EXTRAIT DU DOCUMENT:
________

La municipalité de Strasbourg soutenait cette initiative jusqu’aux dernières élections municipales par une subvention annuelle de 20 000 francs. Cette somme était versée sur un compte du Centre d’entraide oecuménique (CIMADE) au profit de la permanence, qui a refusé le statut associatif pour mettre en avant l’engagement citoyen, la réactivité et la liberté d’action (chacun agit en son nom sans passer par la validation d’un conseil d’administration). Cette mission de catalyseur de l’engagement citoyen se manifeste aussi par l’organisation d’événements ou de repas solidaires réunissant les habitants, avec ou sans papiers. Des invitations libellées comme suit sont distribuées dans les boîtes aux lettres du quartier : "Gayane, Lusine et Yervand sont heureux de vous faire part de la reconnaissance officielle de leur statut de réfugiés. Ils tiennent à vous associer à leur joie et vous invitent à venir partager le verre de la fraternité et de l’espérance."

Mots-clés

lutte contre l’exclusion, immigré, accompagnement social, participation des habitants, initiative citoyenne


, France, Strasbourg

Commentaire

La médiatisation de la question des sans-papiers ne se fait que lors de heurts avec la police ou de grèves de la faim. Pourtant, ces femmes et ces hommes vivent ou survivent, souvent dans l’indifférence ou la méfiance, en-dehors de ces moments clé ! La permanence est parvenue à susciter une implication continue des habitants, parfois à changer leur regard sur l’immigration, à mobiliser les compétences de professionnels et, ce qui paraît incroyable, à obtenir un soutien des représentants de la loi pour ceux qui sont trop souvent considérés comme des hors-la-loi et des exclus du débat public !

________

Entrées du jeu de données d'annotation:

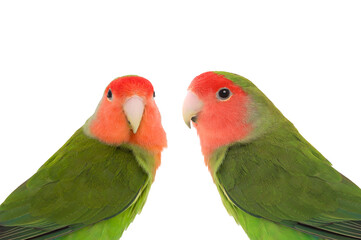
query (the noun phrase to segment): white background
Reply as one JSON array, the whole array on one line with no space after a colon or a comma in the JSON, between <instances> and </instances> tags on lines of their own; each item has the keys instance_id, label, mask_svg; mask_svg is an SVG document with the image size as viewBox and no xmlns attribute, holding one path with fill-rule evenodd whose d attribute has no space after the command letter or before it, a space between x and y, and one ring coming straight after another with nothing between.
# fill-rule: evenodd
<instances>
[{"instance_id":1,"label":"white background","mask_svg":"<svg viewBox=\"0 0 361 240\"><path fill-rule=\"evenodd\" d=\"M114 78L148 78L168 136L147 204L122 239L247 239L224 209L197 134L190 81L252 80L361 185L359 1L2 1L0 202L95 110Z\"/></svg>"}]
</instances>

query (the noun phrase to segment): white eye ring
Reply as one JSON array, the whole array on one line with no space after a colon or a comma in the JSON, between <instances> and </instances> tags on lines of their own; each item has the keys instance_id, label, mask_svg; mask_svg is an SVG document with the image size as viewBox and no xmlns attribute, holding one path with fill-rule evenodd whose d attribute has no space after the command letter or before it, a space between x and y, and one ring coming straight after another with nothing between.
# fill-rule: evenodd
<instances>
[{"instance_id":1,"label":"white eye ring","mask_svg":"<svg viewBox=\"0 0 361 240\"><path fill-rule=\"evenodd\" d=\"M221 101L226 101L232 96L231 90L226 87L223 87L218 90L216 97Z\"/></svg>"}]
</instances>

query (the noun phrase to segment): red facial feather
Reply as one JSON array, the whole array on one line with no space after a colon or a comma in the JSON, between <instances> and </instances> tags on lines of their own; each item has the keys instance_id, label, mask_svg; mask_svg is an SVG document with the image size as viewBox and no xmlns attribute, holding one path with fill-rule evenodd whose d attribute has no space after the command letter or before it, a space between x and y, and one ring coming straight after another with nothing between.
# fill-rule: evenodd
<instances>
[{"instance_id":1,"label":"red facial feather","mask_svg":"<svg viewBox=\"0 0 361 240\"><path fill-rule=\"evenodd\" d=\"M111 100L107 98L109 89L112 91ZM91 119L90 134L108 144L132 143L151 150L158 156L159 165L160 152L166 147L167 140L153 92L152 84L142 77L125 76L113 80L105 89ZM141 97L145 104L143 117L135 134L131 131L123 111L125 101L134 95Z\"/></svg>"},{"instance_id":2,"label":"red facial feather","mask_svg":"<svg viewBox=\"0 0 361 240\"><path fill-rule=\"evenodd\" d=\"M221 88L228 88L232 96L225 101L216 94ZM196 77L188 90L195 93L203 102L198 113L197 129L202 153L208 164L210 154L218 147L245 138L251 130L247 122L247 94L231 80L214 72L206 72Z\"/></svg>"}]
</instances>

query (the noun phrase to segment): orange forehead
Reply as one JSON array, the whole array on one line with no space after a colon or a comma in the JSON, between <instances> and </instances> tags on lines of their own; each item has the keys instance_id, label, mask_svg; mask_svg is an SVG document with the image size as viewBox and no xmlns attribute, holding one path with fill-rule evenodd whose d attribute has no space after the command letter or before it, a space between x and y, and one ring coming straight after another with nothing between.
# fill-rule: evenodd
<instances>
[{"instance_id":1,"label":"orange forehead","mask_svg":"<svg viewBox=\"0 0 361 240\"><path fill-rule=\"evenodd\" d=\"M215 94L223 87L227 87L232 93L244 93L243 90L231 80L214 72L206 72L197 76L189 85L188 90L191 90L197 94L198 97L202 98L210 93Z\"/></svg>"},{"instance_id":2,"label":"orange forehead","mask_svg":"<svg viewBox=\"0 0 361 240\"><path fill-rule=\"evenodd\" d=\"M108 92L109 88L114 94L121 94L123 96L133 94L148 96L152 95L154 92L151 82L139 76L124 76L116 78L108 85L105 92Z\"/></svg>"}]
</instances>

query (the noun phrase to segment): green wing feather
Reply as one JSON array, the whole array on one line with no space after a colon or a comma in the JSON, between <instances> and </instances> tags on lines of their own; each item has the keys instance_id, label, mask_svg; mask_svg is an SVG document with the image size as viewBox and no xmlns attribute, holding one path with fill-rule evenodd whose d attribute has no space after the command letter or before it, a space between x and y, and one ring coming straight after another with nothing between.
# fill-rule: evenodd
<instances>
[{"instance_id":1,"label":"green wing feather","mask_svg":"<svg viewBox=\"0 0 361 240\"><path fill-rule=\"evenodd\" d=\"M0 239L53 239L121 215L145 201L152 160L133 145L106 145L79 129L0 206Z\"/></svg>"},{"instance_id":2,"label":"green wing feather","mask_svg":"<svg viewBox=\"0 0 361 240\"><path fill-rule=\"evenodd\" d=\"M325 239L361 239L361 190L289 122L221 148L210 167L238 210Z\"/></svg>"}]
</instances>

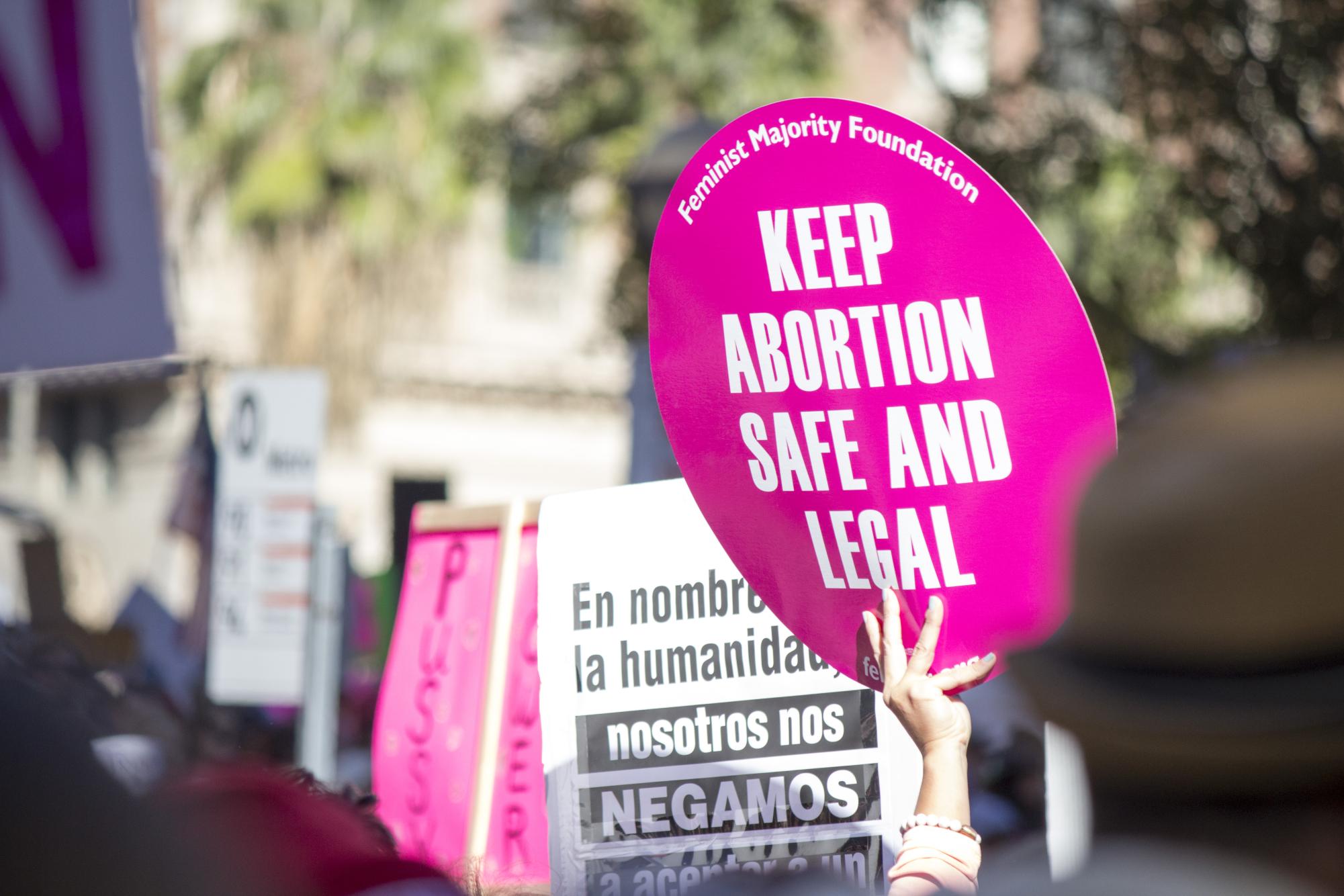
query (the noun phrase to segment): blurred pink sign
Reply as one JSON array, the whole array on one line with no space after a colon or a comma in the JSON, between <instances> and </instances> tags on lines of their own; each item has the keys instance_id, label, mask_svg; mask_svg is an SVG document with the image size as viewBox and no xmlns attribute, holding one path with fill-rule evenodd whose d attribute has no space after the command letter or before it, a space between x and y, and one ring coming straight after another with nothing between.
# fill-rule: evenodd
<instances>
[{"instance_id":1,"label":"blurred pink sign","mask_svg":"<svg viewBox=\"0 0 1344 896\"><path fill-rule=\"evenodd\" d=\"M1044 238L935 133L845 99L742 116L681 172L649 271L668 437L770 609L845 674L860 611L943 595L938 668L1050 635L1070 510L1116 447ZM911 641L907 641L911 643Z\"/></svg>"},{"instance_id":2,"label":"blurred pink sign","mask_svg":"<svg viewBox=\"0 0 1344 896\"><path fill-rule=\"evenodd\" d=\"M449 870L480 860L487 883L550 880L536 720L536 528L513 536L516 598L500 607L501 529L421 529L419 510L374 721L379 814L414 858ZM495 682L492 645L508 654ZM492 703L501 711L496 736L487 731ZM485 762L495 786L477 791Z\"/></svg>"}]
</instances>

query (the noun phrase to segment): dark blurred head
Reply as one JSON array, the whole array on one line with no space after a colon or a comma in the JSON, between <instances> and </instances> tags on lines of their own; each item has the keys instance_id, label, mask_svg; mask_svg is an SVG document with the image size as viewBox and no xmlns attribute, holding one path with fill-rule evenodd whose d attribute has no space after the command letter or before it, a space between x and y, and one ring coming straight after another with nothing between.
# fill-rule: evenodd
<instances>
[{"instance_id":1,"label":"dark blurred head","mask_svg":"<svg viewBox=\"0 0 1344 896\"><path fill-rule=\"evenodd\" d=\"M109 775L90 733L0 670L0 892L249 896Z\"/></svg>"},{"instance_id":2,"label":"dark blurred head","mask_svg":"<svg viewBox=\"0 0 1344 896\"><path fill-rule=\"evenodd\" d=\"M1344 357L1200 382L1126 427L1078 514L1074 609L1013 669L1102 789L1344 780Z\"/></svg>"},{"instance_id":3,"label":"dark blurred head","mask_svg":"<svg viewBox=\"0 0 1344 896\"><path fill-rule=\"evenodd\" d=\"M194 836L218 844L266 893L460 892L427 865L398 857L367 806L327 791L306 775L215 766L173 782L163 797Z\"/></svg>"}]
</instances>

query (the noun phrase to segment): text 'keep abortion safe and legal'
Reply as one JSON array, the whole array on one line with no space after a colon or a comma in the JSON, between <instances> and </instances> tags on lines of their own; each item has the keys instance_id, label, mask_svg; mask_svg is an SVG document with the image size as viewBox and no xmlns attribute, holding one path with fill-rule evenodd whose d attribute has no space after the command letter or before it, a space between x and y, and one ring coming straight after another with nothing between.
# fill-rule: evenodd
<instances>
[{"instance_id":1,"label":"text 'keep abortion safe and legal'","mask_svg":"<svg viewBox=\"0 0 1344 896\"><path fill-rule=\"evenodd\" d=\"M880 203L763 210L757 215L763 270L775 293L880 286L892 251ZM829 274L818 255L829 255ZM794 255L798 263L794 263ZM993 379L978 296L723 314L727 390L770 394L884 388ZM860 445L855 411L741 414L745 473L761 492L905 492L1007 478L1012 453L999 406L989 399L886 407L886 445ZM922 439L918 438L922 435ZM883 476L855 473L855 457L884 451ZM918 504L918 502L911 502ZM946 505L805 510L827 588L911 590L974 584L957 559ZM937 562L935 557L937 556ZM839 566L832 563L839 559Z\"/></svg>"}]
</instances>

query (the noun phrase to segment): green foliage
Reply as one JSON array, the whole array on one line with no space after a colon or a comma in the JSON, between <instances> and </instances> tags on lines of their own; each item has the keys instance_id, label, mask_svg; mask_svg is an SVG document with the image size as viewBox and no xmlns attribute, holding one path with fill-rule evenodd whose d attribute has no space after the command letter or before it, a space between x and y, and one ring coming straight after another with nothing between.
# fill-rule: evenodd
<instances>
[{"instance_id":1,"label":"green foliage","mask_svg":"<svg viewBox=\"0 0 1344 896\"><path fill-rule=\"evenodd\" d=\"M1097 332L1118 400L1134 365L1180 367L1255 321L1179 175L1097 97L1039 83L961 99L948 136L1040 227Z\"/></svg>"},{"instance_id":2,"label":"green foliage","mask_svg":"<svg viewBox=\"0 0 1344 896\"><path fill-rule=\"evenodd\" d=\"M622 176L679 118L727 120L816 90L831 54L802 0L524 0L551 74L500 121L480 161L515 193ZM503 164L492 165L491 160Z\"/></svg>"},{"instance_id":3,"label":"green foliage","mask_svg":"<svg viewBox=\"0 0 1344 896\"><path fill-rule=\"evenodd\" d=\"M171 85L172 149L198 207L222 192L241 228L336 226L372 257L460 208L476 78L439 0L245 0Z\"/></svg>"}]
</instances>

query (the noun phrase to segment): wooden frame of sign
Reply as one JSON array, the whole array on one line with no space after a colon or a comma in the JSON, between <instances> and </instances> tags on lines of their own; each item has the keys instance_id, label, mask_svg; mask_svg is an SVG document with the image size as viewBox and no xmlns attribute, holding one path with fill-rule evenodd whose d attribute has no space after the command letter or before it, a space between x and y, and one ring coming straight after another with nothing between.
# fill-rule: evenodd
<instances>
[{"instance_id":1,"label":"wooden frame of sign","mask_svg":"<svg viewBox=\"0 0 1344 896\"><path fill-rule=\"evenodd\" d=\"M487 654L485 690L481 695L480 743L472 783L470 821L466 832L466 854L484 856L491 832L492 791L500 755L487 748L497 744L504 723L504 686L507 681L509 635L517 598L519 545L523 529L536 525L540 501L516 498L508 504L457 506L433 501L417 504L411 514L413 535L499 529L500 547L495 563L491 642Z\"/></svg>"}]
</instances>

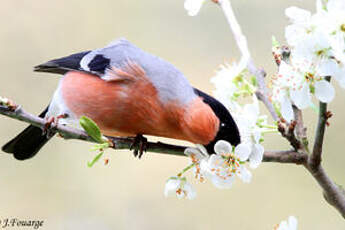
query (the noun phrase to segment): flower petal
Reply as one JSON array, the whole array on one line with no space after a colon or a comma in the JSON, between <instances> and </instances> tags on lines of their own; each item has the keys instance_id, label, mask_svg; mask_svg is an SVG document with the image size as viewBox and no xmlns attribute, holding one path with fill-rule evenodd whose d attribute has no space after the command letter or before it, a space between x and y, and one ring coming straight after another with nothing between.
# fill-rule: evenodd
<instances>
[{"instance_id":1,"label":"flower petal","mask_svg":"<svg viewBox=\"0 0 345 230\"><path fill-rule=\"evenodd\" d=\"M252 173L243 165L239 168L237 176L244 182L250 183L252 180Z\"/></svg>"},{"instance_id":2,"label":"flower petal","mask_svg":"<svg viewBox=\"0 0 345 230\"><path fill-rule=\"evenodd\" d=\"M232 146L227 141L217 141L217 143L214 145L214 151L216 154L223 154L223 153L231 153L232 152Z\"/></svg>"},{"instance_id":3,"label":"flower petal","mask_svg":"<svg viewBox=\"0 0 345 230\"><path fill-rule=\"evenodd\" d=\"M177 178L170 178L166 183L165 183L165 188L164 188L164 196L175 196L176 195L176 190L180 186L181 181L178 180Z\"/></svg>"},{"instance_id":4,"label":"flower petal","mask_svg":"<svg viewBox=\"0 0 345 230\"><path fill-rule=\"evenodd\" d=\"M202 4L205 0L186 0L184 8L187 10L189 16L195 16L199 13Z\"/></svg>"},{"instance_id":5,"label":"flower petal","mask_svg":"<svg viewBox=\"0 0 345 230\"><path fill-rule=\"evenodd\" d=\"M249 144L241 143L235 148L235 155L240 159L240 161L248 160L250 155L250 146Z\"/></svg>"},{"instance_id":6,"label":"flower petal","mask_svg":"<svg viewBox=\"0 0 345 230\"><path fill-rule=\"evenodd\" d=\"M311 105L309 85L303 84L301 89L290 91L291 100L299 109L305 109Z\"/></svg>"},{"instance_id":7,"label":"flower petal","mask_svg":"<svg viewBox=\"0 0 345 230\"><path fill-rule=\"evenodd\" d=\"M189 182L186 182L182 189L186 192L185 196L187 199L193 200L196 197L196 191Z\"/></svg>"},{"instance_id":8,"label":"flower petal","mask_svg":"<svg viewBox=\"0 0 345 230\"><path fill-rule=\"evenodd\" d=\"M311 13L307 10L292 6L285 10L285 15L292 23L305 24L311 18Z\"/></svg>"},{"instance_id":9,"label":"flower petal","mask_svg":"<svg viewBox=\"0 0 345 230\"><path fill-rule=\"evenodd\" d=\"M280 101L280 105L281 105L280 112L283 118L287 122L291 122L294 119L291 101L287 97L284 97Z\"/></svg>"},{"instance_id":10,"label":"flower petal","mask_svg":"<svg viewBox=\"0 0 345 230\"><path fill-rule=\"evenodd\" d=\"M315 96L324 103L329 103L334 98L334 88L326 80L321 80L315 83Z\"/></svg>"}]
</instances>

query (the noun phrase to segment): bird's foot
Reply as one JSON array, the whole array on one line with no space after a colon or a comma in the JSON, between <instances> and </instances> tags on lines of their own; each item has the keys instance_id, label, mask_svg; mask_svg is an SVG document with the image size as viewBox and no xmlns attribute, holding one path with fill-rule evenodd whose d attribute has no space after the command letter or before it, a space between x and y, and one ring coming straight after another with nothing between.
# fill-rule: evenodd
<instances>
[{"instance_id":1,"label":"bird's foot","mask_svg":"<svg viewBox=\"0 0 345 230\"><path fill-rule=\"evenodd\" d=\"M44 120L45 120L45 124L44 124L44 127L43 127L43 132L42 134L43 135L46 135L47 137L52 137L55 135L55 131L53 131L54 128L56 128L56 126L58 125L59 123L59 120L60 119L63 119L63 118L67 118L68 115L67 114L61 114L57 117L45 117Z\"/></svg>"},{"instance_id":2,"label":"bird's foot","mask_svg":"<svg viewBox=\"0 0 345 230\"><path fill-rule=\"evenodd\" d=\"M144 137L141 134L138 134L131 144L130 150L134 149L133 153L135 157L138 157L139 159L142 157L144 152L147 150L147 138Z\"/></svg>"}]
</instances>

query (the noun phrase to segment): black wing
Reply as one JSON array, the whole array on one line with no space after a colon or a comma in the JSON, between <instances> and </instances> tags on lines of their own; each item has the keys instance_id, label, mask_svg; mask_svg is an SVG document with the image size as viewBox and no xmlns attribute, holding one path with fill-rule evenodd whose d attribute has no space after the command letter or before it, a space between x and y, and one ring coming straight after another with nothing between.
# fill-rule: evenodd
<instances>
[{"instance_id":1,"label":"black wing","mask_svg":"<svg viewBox=\"0 0 345 230\"><path fill-rule=\"evenodd\" d=\"M203 101L208 104L220 121L220 127L216 138L211 141L206 147L209 153L214 152L214 145L219 140L225 140L236 146L241 142L240 132L232 118L230 112L225 106L210 95L194 88L194 92L199 95Z\"/></svg>"},{"instance_id":2,"label":"black wing","mask_svg":"<svg viewBox=\"0 0 345 230\"><path fill-rule=\"evenodd\" d=\"M90 52L91 51L76 53L67 57L48 61L41 65L35 66L34 71L57 74L65 74L66 72L71 70L83 71L80 67L80 61L86 54Z\"/></svg>"}]
</instances>

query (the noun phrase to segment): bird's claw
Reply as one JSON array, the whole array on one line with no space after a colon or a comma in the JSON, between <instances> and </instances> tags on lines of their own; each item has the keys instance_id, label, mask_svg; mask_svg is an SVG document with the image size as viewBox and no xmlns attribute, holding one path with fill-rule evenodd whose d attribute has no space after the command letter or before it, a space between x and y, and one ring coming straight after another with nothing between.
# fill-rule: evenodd
<instances>
[{"instance_id":1,"label":"bird's claw","mask_svg":"<svg viewBox=\"0 0 345 230\"><path fill-rule=\"evenodd\" d=\"M133 154L135 157L138 157L139 159L142 157L144 152L147 150L147 138L144 137L141 134L138 134L134 140L133 143L131 144L130 150L133 150Z\"/></svg>"},{"instance_id":2,"label":"bird's claw","mask_svg":"<svg viewBox=\"0 0 345 230\"><path fill-rule=\"evenodd\" d=\"M68 115L67 114L61 114L57 117L45 117L45 124L43 127L43 131L42 131L42 135L46 135L47 137L52 137L55 135L55 131L53 131L52 129L54 129L57 125L60 119L63 118L67 118Z\"/></svg>"}]
</instances>

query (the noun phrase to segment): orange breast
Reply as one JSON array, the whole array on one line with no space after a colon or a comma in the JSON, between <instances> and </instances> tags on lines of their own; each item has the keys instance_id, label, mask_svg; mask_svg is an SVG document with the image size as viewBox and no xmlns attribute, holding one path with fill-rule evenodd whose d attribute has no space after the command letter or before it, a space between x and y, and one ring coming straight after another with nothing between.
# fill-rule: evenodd
<instances>
[{"instance_id":1,"label":"orange breast","mask_svg":"<svg viewBox=\"0 0 345 230\"><path fill-rule=\"evenodd\" d=\"M200 98L187 106L163 104L148 79L107 82L69 72L61 84L67 107L77 117L93 119L105 135L147 134L207 144L218 130L217 117Z\"/></svg>"}]
</instances>

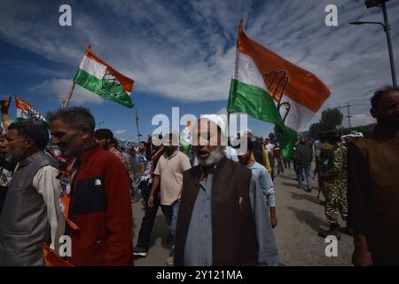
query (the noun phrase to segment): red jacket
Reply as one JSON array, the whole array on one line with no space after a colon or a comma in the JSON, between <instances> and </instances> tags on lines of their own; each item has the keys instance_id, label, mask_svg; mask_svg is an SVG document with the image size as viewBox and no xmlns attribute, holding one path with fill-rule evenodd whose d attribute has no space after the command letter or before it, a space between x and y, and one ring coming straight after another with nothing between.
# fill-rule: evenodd
<instances>
[{"instance_id":1,"label":"red jacket","mask_svg":"<svg viewBox=\"0 0 399 284\"><path fill-rule=\"evenodd\" d=\"M81 155L72 185L69 229L74 265L132 265L130 179L113 154L95 146Z\"/></svg>"}]
</instances>

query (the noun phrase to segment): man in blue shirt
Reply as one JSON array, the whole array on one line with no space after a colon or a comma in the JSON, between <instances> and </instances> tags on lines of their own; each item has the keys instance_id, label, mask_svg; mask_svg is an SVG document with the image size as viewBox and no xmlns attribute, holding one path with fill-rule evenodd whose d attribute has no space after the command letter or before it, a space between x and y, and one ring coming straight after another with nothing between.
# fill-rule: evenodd
<instances>
[{"instance_id":1,"label":"man in blue shirt","mask_svg":"<svg viewBox=\"0 0 399 284\"><path fill-rule=\"evenodd\" d=\"M267 198L268 207L270 213L270 224L273 228L278 225L278 219L276 217L276 202L274 194L274 185L271 180L270 174L265 167L254 161L252 157L254 153L254 142L247 139L247 148L241 153L239 153L239 161L241 164L246 166L251 170L253 176L256 177L259 180L259 184L262 187L262 191L264 196Z\"/></svg>"}]
</instances>

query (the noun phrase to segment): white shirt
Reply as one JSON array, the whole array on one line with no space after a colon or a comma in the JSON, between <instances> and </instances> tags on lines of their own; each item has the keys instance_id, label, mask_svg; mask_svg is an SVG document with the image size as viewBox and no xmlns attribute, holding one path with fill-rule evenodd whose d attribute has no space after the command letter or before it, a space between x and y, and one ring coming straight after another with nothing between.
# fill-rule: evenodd
<instances>
[{"instance_id":1,"label":"white shirt","mask_svg":"<svg viewBox=\"0 0 399 284\"><path fill-rule=\"evenodd\" d=\"M59 216L59 199L61 193L61 185L59 180L56 178L58 174L59 170L56 168L51 165L44 166L37 170L32 181L32 185L43 196L47 207L47 218L51 228L51 248L54 248L54 237Z\"/></svg>"}]
</instances>

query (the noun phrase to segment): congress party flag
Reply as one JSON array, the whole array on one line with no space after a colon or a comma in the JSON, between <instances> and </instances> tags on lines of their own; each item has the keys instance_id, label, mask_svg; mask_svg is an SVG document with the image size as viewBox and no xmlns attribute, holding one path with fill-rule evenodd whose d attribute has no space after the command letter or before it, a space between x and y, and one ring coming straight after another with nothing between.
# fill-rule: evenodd
<instances>
[{"instance_id":1,"label":"congress party flag","mask_svg":"<svg viewBox=\"0 0 399 284\"><path fill-rule=\"evenodd\" d=\"M74 83L122 106L134 106L130 98L134 81L97 57L91 51L90 46L87 48Z\"/></svg>"},{"instance_id":2,"label":"congress party flag","mask_svg":"<svg viewBox=\"0 0 399 284\"><path fill-rule=\"evenodd\" d=\"M296 132L330 96L315 75L253 41L239 28L228 113L245 113L274 123L282 154L292 157Z\"/></svg>"}]
</instances>

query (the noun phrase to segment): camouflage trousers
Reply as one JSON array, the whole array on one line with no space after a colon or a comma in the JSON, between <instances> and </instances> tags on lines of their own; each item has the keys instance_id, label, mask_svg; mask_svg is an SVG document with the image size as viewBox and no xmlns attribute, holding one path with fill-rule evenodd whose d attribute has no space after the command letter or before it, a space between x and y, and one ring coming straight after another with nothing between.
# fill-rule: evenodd
<instances>
[{"instance_id":1,"label":"camouflage trousers","mask_svg":"<svg viewBox=\"0 0 399 284\"><path fill-rule=\"evenodd\" d=\"M325 181L325 213L328 223L340 223L340 215L343 220L348 217L347 179L337 178L332 182Z\"/></svg>"}]
</instances>

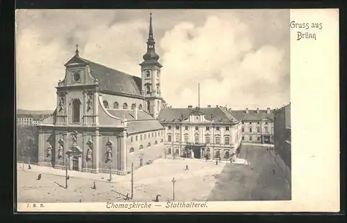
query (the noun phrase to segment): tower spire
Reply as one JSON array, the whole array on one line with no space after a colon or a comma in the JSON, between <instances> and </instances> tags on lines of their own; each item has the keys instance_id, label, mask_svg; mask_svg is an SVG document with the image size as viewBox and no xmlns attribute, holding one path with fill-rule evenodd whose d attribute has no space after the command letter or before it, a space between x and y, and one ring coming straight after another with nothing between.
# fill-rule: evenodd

________

CONSIGNE: Présentez sous forme de liste le paragraphe de l'extrait qui commence par « La municipalité de Strasbourg soutenait », en gardant ses faits principaux.

RÉPONSE:
- Jusqu'aux dernières élections municipales, la municipalité de Strasbourg soutenait l'initiative par une subvention annuelle de 20 000 francs.
- Cette somme était versée sur un compte du Centre d'entraide oecuménique (CIMADE) au profit de la permanence.
- La permanence a refusé le statut associatif pour mettre en avant l'engagement citoyen, la réactivité et la liberté d'action. Chacun agit en son nom, sans validation d'un conseil d'administration.
- Elle organise aussi des événements ou des repas solidaires qui réunissent les habitants, avec ou sans papiers.
- Des invitations sont distribuées dans les boîtes aux lettres du quartier. L'une d'elles convie les habitants à partager un verre pour fêter la reconnaissance officielle du statut de réfugiés de Gayane, Lusine et Yervand.